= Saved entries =

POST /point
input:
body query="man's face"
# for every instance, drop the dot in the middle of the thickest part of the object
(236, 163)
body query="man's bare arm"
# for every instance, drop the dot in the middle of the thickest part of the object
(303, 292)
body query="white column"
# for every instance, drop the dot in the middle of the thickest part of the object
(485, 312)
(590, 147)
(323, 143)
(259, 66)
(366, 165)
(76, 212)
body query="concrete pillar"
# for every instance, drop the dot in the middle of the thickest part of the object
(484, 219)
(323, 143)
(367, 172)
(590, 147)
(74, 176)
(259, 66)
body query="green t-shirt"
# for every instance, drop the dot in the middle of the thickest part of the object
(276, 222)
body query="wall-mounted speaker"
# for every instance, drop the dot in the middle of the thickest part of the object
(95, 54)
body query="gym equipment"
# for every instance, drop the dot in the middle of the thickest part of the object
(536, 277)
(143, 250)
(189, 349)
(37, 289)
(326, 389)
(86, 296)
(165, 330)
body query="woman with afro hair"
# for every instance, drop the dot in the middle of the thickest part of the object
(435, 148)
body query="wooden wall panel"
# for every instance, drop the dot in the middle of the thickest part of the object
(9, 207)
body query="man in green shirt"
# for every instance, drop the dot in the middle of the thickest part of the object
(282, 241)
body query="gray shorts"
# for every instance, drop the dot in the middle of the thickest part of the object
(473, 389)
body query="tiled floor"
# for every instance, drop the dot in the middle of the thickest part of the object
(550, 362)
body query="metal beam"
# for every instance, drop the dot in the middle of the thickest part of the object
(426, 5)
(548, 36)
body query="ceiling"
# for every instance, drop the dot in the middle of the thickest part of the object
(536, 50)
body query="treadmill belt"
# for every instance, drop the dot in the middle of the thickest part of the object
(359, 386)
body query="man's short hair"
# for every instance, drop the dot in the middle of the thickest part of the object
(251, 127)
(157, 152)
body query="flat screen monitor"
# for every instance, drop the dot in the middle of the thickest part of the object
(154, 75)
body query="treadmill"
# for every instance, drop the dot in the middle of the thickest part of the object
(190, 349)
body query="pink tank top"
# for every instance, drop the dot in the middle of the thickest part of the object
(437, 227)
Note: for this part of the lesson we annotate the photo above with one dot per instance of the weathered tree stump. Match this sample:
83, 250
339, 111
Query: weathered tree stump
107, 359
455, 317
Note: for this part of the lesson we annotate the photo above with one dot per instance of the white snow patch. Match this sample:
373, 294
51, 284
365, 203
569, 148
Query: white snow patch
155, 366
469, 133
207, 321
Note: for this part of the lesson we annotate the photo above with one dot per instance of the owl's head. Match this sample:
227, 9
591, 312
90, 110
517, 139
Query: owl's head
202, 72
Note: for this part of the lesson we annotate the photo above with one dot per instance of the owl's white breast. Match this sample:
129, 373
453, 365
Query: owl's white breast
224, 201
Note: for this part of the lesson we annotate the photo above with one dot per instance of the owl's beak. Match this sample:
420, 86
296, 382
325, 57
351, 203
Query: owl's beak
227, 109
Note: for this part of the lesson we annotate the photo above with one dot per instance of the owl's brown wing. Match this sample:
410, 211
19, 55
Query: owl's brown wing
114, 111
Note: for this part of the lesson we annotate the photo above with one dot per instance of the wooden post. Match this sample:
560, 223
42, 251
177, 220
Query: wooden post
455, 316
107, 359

--

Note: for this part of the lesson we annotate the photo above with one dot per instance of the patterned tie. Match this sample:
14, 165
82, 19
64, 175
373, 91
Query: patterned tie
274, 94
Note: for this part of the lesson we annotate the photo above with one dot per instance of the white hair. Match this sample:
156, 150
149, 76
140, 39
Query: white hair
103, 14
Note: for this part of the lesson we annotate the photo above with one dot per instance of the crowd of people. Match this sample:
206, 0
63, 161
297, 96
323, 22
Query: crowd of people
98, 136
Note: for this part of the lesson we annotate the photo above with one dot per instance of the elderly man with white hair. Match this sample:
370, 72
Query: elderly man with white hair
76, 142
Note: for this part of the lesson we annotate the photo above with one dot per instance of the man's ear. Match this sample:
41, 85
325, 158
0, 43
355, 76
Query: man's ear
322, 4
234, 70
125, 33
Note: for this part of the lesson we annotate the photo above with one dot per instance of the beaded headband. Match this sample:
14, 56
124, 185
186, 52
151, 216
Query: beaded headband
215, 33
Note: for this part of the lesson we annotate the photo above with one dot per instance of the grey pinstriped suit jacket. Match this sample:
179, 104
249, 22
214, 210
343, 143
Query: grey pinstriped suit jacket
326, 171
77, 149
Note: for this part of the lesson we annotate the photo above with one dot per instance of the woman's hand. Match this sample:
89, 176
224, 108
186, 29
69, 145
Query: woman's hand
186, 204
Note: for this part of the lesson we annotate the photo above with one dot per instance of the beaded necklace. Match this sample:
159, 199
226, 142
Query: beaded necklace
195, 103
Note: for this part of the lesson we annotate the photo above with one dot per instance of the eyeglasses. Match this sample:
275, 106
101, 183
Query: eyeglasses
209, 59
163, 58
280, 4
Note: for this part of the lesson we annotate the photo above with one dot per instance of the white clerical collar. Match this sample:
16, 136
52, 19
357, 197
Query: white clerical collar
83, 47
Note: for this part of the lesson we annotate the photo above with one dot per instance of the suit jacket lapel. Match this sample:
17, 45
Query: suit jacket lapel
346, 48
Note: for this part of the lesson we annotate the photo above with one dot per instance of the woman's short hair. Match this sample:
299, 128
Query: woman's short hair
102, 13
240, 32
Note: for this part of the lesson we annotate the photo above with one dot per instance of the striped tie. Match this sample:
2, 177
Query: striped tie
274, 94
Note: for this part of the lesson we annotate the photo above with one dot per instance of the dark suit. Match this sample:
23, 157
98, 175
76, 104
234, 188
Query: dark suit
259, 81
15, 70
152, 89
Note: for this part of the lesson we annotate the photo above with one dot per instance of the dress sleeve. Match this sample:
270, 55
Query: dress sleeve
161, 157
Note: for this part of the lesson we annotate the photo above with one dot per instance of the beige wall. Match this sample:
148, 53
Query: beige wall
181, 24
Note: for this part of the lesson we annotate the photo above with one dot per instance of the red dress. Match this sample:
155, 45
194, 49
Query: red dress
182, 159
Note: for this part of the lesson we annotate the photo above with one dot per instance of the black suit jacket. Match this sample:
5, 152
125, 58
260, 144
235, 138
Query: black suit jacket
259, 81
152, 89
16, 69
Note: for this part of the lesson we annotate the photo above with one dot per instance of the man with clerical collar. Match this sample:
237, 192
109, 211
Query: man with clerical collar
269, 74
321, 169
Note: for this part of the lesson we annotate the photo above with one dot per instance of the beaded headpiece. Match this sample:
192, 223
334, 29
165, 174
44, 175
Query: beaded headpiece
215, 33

---

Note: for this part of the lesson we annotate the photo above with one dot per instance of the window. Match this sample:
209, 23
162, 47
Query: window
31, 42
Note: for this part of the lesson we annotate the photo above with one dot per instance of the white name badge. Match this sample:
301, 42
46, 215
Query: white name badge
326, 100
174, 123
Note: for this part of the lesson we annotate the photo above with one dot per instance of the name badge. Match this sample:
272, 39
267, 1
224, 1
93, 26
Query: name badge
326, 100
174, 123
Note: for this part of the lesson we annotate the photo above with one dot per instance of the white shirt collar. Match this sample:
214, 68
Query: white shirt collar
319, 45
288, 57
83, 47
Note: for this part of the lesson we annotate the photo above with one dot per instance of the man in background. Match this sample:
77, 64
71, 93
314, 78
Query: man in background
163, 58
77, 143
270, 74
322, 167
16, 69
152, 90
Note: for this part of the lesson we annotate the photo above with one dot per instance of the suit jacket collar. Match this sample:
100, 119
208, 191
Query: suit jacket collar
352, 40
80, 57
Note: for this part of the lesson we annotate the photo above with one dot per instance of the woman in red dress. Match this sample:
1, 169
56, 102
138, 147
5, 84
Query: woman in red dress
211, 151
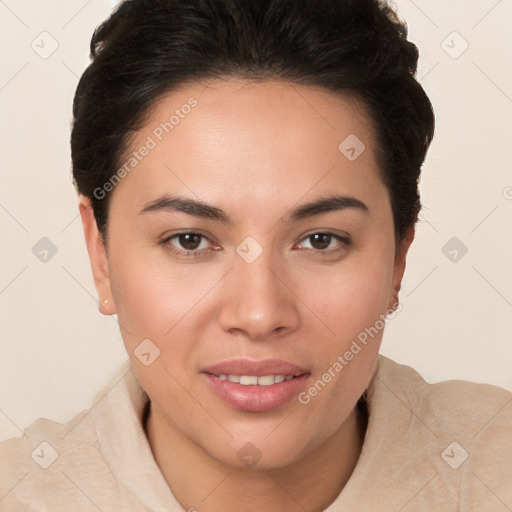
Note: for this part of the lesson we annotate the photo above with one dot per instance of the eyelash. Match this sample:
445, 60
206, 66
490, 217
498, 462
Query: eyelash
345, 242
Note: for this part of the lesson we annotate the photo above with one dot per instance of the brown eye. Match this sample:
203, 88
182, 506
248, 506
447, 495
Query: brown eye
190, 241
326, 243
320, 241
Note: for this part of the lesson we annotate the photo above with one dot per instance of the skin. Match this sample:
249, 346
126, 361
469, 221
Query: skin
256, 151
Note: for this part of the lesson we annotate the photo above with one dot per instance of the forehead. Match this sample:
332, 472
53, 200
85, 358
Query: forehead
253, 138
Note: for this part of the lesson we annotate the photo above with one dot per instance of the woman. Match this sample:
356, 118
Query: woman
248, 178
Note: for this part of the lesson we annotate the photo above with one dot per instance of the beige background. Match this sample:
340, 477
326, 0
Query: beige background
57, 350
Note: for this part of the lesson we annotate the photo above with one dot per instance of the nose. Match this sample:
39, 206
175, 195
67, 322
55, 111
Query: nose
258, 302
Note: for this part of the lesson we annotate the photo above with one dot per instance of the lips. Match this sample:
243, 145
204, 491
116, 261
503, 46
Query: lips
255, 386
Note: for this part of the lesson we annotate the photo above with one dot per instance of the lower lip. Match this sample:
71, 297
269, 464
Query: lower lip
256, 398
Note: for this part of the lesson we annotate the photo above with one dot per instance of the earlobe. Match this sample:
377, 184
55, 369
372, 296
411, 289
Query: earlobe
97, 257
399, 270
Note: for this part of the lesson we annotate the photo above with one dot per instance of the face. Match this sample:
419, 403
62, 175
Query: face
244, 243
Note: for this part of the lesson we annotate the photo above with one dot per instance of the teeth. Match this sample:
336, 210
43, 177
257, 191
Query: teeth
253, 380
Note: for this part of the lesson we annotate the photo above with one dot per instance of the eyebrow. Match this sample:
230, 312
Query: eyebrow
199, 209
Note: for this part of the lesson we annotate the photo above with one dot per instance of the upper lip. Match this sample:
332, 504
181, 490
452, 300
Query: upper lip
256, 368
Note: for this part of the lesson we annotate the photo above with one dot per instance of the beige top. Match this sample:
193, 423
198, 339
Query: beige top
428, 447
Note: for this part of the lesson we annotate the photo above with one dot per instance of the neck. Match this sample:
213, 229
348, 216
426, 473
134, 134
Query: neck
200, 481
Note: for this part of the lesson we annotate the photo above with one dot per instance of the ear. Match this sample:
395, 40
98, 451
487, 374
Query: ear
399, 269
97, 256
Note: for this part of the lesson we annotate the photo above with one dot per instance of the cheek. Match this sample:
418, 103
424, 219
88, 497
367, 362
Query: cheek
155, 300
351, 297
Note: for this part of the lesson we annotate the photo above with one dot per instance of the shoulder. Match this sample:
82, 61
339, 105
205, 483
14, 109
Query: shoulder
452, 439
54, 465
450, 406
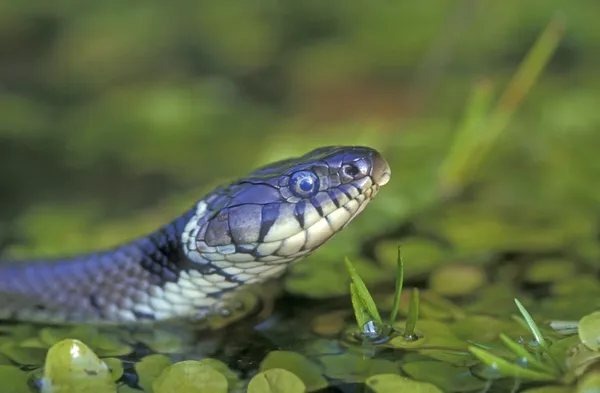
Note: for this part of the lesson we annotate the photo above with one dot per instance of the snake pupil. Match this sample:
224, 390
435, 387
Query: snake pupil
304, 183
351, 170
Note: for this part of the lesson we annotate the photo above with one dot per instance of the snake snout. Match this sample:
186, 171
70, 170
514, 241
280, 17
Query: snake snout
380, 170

= What the task asks =
Pick out each line in the records above that contains the word "nose" and copy those lines.

= The output =
Note: for this part of the lesson we annotate the photo above with one dot per instance of the nose. Match this sample:
Query: nose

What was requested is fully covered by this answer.